### GOAL
Rewrite every line from the start of the records through the line containing "344 135 367 146", requests included, adding -102 to each bounding-box coordinate in the answers.

### DATASET ENTRIES
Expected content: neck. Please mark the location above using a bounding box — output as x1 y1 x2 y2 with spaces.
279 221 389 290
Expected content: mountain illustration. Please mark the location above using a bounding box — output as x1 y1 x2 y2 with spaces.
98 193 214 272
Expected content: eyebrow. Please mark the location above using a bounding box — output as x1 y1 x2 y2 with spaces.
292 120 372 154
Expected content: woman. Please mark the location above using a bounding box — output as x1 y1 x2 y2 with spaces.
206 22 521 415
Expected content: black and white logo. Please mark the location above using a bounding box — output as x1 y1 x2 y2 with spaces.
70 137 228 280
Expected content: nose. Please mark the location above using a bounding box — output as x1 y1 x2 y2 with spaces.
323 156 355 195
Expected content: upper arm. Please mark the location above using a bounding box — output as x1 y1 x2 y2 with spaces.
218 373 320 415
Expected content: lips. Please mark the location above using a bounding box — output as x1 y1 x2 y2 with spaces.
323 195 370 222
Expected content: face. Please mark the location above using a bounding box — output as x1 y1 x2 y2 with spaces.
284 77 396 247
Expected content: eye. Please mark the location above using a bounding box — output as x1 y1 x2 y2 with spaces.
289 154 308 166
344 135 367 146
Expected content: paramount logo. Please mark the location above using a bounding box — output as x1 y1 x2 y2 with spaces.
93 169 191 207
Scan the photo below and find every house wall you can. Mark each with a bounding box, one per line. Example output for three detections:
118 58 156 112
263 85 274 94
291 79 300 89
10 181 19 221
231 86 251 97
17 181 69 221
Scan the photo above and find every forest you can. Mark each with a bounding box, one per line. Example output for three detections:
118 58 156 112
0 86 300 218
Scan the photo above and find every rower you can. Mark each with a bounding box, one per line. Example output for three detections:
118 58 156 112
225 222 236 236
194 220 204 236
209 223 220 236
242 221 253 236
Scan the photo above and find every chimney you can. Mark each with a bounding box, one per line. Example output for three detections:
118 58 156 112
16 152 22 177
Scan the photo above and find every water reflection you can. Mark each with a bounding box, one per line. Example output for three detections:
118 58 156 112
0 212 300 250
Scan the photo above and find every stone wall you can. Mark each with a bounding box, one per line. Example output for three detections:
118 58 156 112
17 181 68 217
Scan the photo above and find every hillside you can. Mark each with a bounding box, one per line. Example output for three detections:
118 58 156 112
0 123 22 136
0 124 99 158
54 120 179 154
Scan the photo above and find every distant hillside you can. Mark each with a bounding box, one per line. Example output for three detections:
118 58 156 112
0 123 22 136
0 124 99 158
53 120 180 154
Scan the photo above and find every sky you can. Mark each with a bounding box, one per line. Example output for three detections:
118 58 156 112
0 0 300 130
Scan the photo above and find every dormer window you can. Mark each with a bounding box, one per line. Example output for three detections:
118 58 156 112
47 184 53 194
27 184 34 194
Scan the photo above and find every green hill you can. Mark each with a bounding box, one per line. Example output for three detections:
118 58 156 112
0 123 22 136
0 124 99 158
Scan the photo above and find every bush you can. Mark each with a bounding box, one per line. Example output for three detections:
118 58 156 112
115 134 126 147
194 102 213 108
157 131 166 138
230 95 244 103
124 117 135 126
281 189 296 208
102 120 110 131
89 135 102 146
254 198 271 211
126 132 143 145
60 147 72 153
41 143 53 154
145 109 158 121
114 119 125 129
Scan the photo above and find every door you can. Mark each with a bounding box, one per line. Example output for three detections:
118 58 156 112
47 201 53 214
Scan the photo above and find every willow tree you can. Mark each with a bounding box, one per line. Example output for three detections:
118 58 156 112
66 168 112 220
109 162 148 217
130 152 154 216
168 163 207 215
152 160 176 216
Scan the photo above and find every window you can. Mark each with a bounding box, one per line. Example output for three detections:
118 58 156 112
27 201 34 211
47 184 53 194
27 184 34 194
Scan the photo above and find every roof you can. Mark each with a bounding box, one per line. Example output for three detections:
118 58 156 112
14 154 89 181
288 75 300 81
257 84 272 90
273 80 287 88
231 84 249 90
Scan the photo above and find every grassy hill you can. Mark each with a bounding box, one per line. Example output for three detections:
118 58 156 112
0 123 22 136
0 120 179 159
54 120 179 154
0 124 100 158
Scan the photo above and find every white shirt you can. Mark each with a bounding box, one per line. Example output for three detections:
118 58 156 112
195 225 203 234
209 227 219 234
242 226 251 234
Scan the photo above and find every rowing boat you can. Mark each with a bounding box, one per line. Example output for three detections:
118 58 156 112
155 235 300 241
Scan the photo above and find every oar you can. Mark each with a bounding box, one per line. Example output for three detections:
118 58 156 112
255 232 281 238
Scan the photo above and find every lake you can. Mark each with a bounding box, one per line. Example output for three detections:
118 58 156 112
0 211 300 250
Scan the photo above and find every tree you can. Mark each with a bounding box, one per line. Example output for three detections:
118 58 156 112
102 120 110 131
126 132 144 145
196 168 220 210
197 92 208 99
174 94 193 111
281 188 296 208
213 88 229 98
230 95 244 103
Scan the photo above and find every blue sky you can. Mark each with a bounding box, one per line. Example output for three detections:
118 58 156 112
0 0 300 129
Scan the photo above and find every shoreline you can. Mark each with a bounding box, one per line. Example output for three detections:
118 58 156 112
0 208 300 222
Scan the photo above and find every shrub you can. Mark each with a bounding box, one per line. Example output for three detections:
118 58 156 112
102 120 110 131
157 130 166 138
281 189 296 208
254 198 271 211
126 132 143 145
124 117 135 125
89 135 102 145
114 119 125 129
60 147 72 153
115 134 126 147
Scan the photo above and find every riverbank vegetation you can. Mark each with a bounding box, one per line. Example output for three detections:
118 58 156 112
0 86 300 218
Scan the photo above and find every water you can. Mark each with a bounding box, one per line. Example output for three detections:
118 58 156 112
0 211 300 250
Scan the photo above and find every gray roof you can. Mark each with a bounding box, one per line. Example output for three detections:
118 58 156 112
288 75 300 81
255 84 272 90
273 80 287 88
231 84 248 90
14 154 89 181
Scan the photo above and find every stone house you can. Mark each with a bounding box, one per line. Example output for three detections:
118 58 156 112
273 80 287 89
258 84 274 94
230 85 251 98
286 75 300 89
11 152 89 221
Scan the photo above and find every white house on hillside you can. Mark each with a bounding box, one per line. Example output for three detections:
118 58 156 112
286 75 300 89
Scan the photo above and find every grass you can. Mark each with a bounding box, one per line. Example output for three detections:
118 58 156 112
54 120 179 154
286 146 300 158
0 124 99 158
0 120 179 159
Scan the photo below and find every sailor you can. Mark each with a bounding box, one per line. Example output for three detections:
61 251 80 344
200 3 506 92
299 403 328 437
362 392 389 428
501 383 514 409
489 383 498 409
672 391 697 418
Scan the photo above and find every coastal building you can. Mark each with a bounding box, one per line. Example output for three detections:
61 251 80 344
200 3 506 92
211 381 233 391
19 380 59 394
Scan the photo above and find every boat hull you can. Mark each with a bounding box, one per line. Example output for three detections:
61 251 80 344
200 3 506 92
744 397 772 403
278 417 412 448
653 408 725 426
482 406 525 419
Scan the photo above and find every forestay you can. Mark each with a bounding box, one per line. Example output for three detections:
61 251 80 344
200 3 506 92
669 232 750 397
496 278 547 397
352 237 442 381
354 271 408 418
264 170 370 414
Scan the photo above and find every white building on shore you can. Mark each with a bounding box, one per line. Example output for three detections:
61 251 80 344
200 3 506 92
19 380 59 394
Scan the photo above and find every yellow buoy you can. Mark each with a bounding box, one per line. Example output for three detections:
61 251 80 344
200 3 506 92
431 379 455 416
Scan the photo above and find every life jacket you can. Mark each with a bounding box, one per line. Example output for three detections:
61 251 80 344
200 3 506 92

### THE RESPONSE
Expected content: neck. Please mark the location above using a bounding box — output as x1 y1 x2 y2 with spaces.
177 119 287 188
Expected content: mountain illustration. Please mark the location above using a bounding box — output as x1 y1 x2 y2 with spaces.
-4 91 112 170
Expected content: eyebrow. Please mark the location above using a bounding box — output as x1 y1 x2 y2 with spaces.
190 18 270 52
Expected content: woman. Please mark the location above using a bounding box — output as x1 y1 x2 y2 with spaces.
104 -80 419 313
Expected content: black and white logo. Please mark the location above using a bounding box — output as x1 y1 x2 y2 with spaces.
-32 35 126 178
Expected content: nose. Please mark the location above using a bounding box — output as x1 y1 x2 y2 with spaces.
221 54 253 93
Expected content: upper arm. Please mark the location above using a bounding box — output as x1 y1 x2 y2 with spaces.
116 271 218 313
Expected content: lips. Please mark the location above using a bounding box — output as x1 y1 x2 y2 with spaces.
221 93 268 120
Expected content: face. Please mark the location above using a bounding box — output as x1 y1 x2 y2 with spaces.
182 -25 294 145
Expected content: eye. Please mark the location above using a bounding box — output as x1 y1 x2 y2 with spaces.
187 52 206 64
242 33 265 44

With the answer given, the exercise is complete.